## Action item
Leave out the lines before the one with "Dear assistant, the user would like the distant"; output that line and all remaining lines of the records exactly.

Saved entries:
···

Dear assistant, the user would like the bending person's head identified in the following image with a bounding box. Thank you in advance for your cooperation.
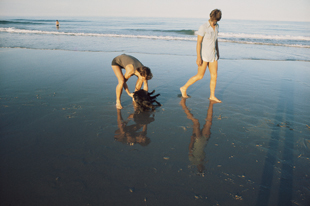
[210,9,222,22]
[137,66,153,80]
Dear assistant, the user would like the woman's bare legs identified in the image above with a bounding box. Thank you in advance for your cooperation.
[208,61,221,103]
[180,60,221,103]
[180,61,208,98]
[112,65,125,109]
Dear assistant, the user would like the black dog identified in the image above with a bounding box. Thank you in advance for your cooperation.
[133,90,161,111]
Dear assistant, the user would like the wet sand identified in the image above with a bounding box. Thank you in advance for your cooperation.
[1,48,310,206]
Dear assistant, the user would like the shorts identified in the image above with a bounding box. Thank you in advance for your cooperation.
[111,57,120,67]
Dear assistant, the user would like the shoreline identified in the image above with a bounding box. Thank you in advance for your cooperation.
[1,47,310,63]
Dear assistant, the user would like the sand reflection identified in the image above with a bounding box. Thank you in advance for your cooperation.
[180,98,216,175]
[114,108,156,146]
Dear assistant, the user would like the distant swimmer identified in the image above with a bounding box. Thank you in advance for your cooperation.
[56,20,59,27]
[111,54,153,109]
[180,9,222,103]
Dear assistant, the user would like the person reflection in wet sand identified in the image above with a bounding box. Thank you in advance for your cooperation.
[114,108,155,146]
[180,98,216,175]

···

## Exercise result
Dear assistant, the user would like the distant swimmer identified in the image above with a bounding box. Thank you in advance for your cooperation.
[56,20,59,27]
[111,54,153,109]
[180,9,222,103]
Dear assistant, the user would like the person reflection in wet sand identified in the image above with a bounding box. Thank you in advance for your cooperation.
[114,108,155,146]
[180,98,216,175]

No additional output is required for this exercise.